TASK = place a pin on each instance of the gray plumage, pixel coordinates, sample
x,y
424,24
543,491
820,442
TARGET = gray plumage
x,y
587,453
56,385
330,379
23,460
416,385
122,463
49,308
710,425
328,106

* _What you will do_: Turn every line of the records above into a JSON list of strings, with one string per line and blank lines omitted.

* _Solution to the problem_:
[
  "TASK = place a pin on each instance of the gray plumage, pixel coordinates, sample",
  "x,y",
  "424,24",
  "543,491",
  "820,442",
  "TARGET = gray plumage",
  "x,y",
  "587,453",
  "56,385",
  "330,379",
  "23,460",
  "416,385",
  "122,463",
  "49,308",
  "710,425",
  "328,106"
]